- _Work order_: Restate each of the lines given below, word for word.

··· Supplied data

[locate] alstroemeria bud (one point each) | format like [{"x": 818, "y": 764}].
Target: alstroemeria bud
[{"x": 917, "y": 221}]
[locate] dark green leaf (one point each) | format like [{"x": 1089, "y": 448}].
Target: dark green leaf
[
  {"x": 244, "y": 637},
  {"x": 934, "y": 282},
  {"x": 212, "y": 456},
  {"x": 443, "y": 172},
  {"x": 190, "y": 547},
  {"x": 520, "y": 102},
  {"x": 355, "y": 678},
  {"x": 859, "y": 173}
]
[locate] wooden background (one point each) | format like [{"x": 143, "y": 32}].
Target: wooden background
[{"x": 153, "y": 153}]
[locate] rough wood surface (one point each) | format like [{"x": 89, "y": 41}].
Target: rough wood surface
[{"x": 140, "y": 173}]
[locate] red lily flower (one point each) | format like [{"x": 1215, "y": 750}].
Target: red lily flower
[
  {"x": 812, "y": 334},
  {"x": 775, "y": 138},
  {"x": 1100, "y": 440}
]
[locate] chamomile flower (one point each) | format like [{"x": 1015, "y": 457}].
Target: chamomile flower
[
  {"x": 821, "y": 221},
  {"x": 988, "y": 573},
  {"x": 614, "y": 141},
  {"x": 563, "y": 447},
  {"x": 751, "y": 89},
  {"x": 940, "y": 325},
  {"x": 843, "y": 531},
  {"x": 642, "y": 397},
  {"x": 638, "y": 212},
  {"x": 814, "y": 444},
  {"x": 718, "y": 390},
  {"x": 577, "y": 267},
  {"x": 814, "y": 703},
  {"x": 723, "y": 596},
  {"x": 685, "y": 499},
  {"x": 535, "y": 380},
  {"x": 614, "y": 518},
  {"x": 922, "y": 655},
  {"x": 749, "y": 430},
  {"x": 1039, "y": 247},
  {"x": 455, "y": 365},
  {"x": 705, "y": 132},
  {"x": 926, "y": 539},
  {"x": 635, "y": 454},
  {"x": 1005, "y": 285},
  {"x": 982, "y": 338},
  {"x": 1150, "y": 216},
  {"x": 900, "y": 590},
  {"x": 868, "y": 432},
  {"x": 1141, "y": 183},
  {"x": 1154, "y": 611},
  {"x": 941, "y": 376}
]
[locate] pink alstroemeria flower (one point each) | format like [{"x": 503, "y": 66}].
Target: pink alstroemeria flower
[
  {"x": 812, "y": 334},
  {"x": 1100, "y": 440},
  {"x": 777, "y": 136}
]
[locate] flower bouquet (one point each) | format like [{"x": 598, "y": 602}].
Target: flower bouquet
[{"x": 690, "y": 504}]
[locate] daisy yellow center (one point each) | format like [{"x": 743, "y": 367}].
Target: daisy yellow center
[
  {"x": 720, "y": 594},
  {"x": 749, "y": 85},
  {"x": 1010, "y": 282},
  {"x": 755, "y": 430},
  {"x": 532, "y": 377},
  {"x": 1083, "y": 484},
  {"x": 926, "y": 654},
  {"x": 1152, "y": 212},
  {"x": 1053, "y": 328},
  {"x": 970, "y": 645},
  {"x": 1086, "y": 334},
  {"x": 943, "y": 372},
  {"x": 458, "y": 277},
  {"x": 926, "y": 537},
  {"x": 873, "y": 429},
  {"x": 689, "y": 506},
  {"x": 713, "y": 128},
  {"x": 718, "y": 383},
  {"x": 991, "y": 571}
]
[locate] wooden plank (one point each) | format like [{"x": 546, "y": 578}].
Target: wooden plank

······

- _Answer to the exercise_:
[locate] alstroemeria bud (one point each) | format like [{"x": 818, "y": 764}].
Target: alstroemeria bud
[{"x": 917, "y": 221}]
[locate] dark green leaf (one point each) | format like [{"x": 1089, "y": 448}].
Target: dark green leaf
[
  {"x": 244, "y": 637},
  {"x": 934, "y": 282},
  {"x": 212, "y": 456},
  {"x": 443, "y": 172},
  {"x": 190, "y": 547},
  {"x": 520, "y": 102},
  {"x": 355, "y": 678},
  {"x": 859, "y": 173}
]
[locate] wooden background (one point each) | format like [{"x": 143, "y": 32}].
Target: wooden background
[{"x": 153, "y": 153}]
[locate] rough wood surface (one point each) | format like [{"x": 89, "y": 41}].
Target: rough wood surface
[{"x": 140, "y": 173}]
[locate] red lily flower (one point each) | format like [{"x": 1215, "y": 750}].
Target: red lily flower
[
  {"x": 812, "y": 334},
  {"x": 775, "y": 138},
  {"x": 1100, "y": 440}
]
[locate] chamomile flower (one point each) | format like [{"x": 1015, "y": 457}].
Target: chamomile flower
[
  {"x": 821, "y": 221},
  {"x": 988, "y": 573},
  {"x": 614, "y": 141},
  {"x": 563, "y": 447},
  {"x": 751, "y": 89},
  {"x": 940, "y": 325},
  {"x": 843, "y": 531},
  {"x": 642, "y": 397},
  {"x": 638, "y": 212},
  {"x": 814, "y": 444},
  {"x": 718, "y": 390},
  {"x": 577, "y": 267},
  {"x": 814, "y": 703},
  {"x": 723, "y": 596},
  {"x": 685, "y": 499},
  {"x": 535, "y": 380},
  {"x": 614, "y": 518},
  {"x": 922, "y": 655},
  {"x": 749, "y": 430},
  {"x": 1039, "y": 247},
  {"x": 455, "y": 365},
  {"x": 705, "y": 132},
  {"x": 926, "y": 539},
  {"x": 635, "y": 454},
  {"x": 1005, "y": 285},
  {"x": 982, "y": 338},
  {"x": 1150, "y": 216},
  {"x": 900, "y": 590},
  {"x": 868, "y": 432},
  {"x": 1141, "y": 183},
  {"x": 1154, "y": 611},
  {"x": 941, "y": 376}
]
[locate] pink alstroemeria flower (one point each) | format like [{"x": 503, "y": 66}].
Target: pink alstroemeria flower
[
  {"x": 812, "y": 334},
  {"x": 1100, "y": 440},
  {"x": 777, "y": 136}
]
[locate] flower bouquet (one point each) | format like [{"x": 598, "y": 602}].
Target: flower bouquet
[{"x": 690, "y": 504}]
[locate] daisy yellow center (one point each) | format like [{"x": 743, "y": 367}].
Target: daisy yellow center
[
  {"x": 720, "y": 594},
  {"x": 749, "y": 85},
  {"x": 1010, "y": 282},
  {"x": 755, "y": 430},
  {"x": 532, "y": 377},
  {"x": 1083, "y": 484},
  {"x": 926, "y": 654},
  {"x": 1152, "y": 212},
  {"x": 1053, "y": 328},
  {"x": 970, "y": 645},
  {"x": 1086, "y": 334},
  {"x": 943, "y": 372},
  {"x": 458, "y": 277},
  {"x": 926, "y": 537},
  {"x": 873, "y": 429},
  {"x": 689, "y": 506},
  {"x": 713, "y": 128},
  {"x": 718, "y": 383},
  {"x": 991, "y": 571}
]
[locate] wooden plank (one point each) | format like [{"x": 546, "y": 578}].
Target: wooden plank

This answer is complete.